PROMPT — Rewrite everything in the Alinea Engage article from "When Vance had" down to "adjust its offerings.", replacing "minimum viable product" with "working prototype".

EXTRACTED TEXT —
════
Last updated on July 2nd, 2019 at 09:04 pm
Alinea Engage LLC
Innovation: Patient engagement software
FoundeR: Carol Vance
Carol Vance formed the idea for her startup over the past 18 years. And for the past three-plus years, she has been iterating on the actual product.
Vance, founder of Fox Point-based Alinea Engage, studied rehabilitation psychology at the University of Wisconsin-Milwaukee. During graduate school, she worked as a research assistant at the Medical College of Wisconsin, supporting individuals with diabetes in self-management of the disease. And her sister owns an occupational therapy practice in Chicago. There’s a lot of nuance that goes into health behavior change, particularly when it comes to chronic disease or physical therapy.
“I had a front row seat to seeing what private practice ambulatory care providers, such as physical therapists, occupational therapists, were up against,” she said. “They were seeking to provide high-quality care, make a difference, and they also have to manage their workflow, manage their margins. I recognized this opportunity to streamline the workflow for providers, add power to what they were trying to do and at the same time, increase the relief the patients had.”
Using Alinea Engage software, which is targeted to physical therapy practices, providers can digitize their intake forms and complete the onboarding process before a patient arrives for the appointment. In addition, the platform provides automated touchpoints between the provider and the patient before and after the appointment, with introductions to the providers and reminders to do exercises at home. The goal is to increase patient engagement.
Alinea recently raised an $860,000 seed funding round, led by Brookfield-based Golden Angels Investors, for the launch of its software platform. Vance plans to expand her staff from three to 15 this year as it builds out the technology.
When Vance had the idea for Alinea Engage, she approached a physical therapy provider to test the idea. Once it had created a minimum viable product, the startup tested it with the practice and gathered feedback from therapists, staff and patients to adjust its offerings.
“I found one of the things we do really well is we’re visionary, but we believe in taking an incremental approach to development,” Vance said.
In that first phase, Alinea learned it needed to start the communication process between provider and patient not with the patient’s first appointment, but as soon as the appointment was made. She found clients on the East Coast, West Coast, in rural Wisconsin and in urban Chicago, and tested the new version further.
Now, Vance feels Alinea has gained traction and the market landscape is ready for the product.
“We use the psychology of health behavior change to identify what are some of those opportune points (to communicate) and then reflecting the patient profile, as well as who the provider is,” she said.
A communication from a provider to a patient using the Alinea platform can be customized messaging, with a different cadence based on the patient’s profile and behaviors, she said. The automation of that messaging can free up providers to focus on patient care and relationship building.
“We’re not just an online clipboard,” Vance said. “We draw them in to completing those forms in a way that feels much more engaging than just completing a form.”
In some instances, Alinea Engage has helped providers decrease the number of patient no-shows. Visits are also more likely to start on time if patients have filled out information ahead of time, she said.
Alinea Engage is currently rolling out to outpatient rehabilitation practices because of the ongoing nature of those relationships, Vance said. In the future, she hopes to apply the platform to other areas of health care.
════
PROVIDED DATA —

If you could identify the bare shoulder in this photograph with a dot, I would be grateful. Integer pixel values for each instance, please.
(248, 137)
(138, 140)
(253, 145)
════
SOLVED PROBLEM —
When Vance had the idea for Alinea Engage, she approached a physical therapy provider to test the idea. Once it had created a working prototype, the startup tested it with the practice and gathered feedback from therapists, staff and patients to adjust its offerings.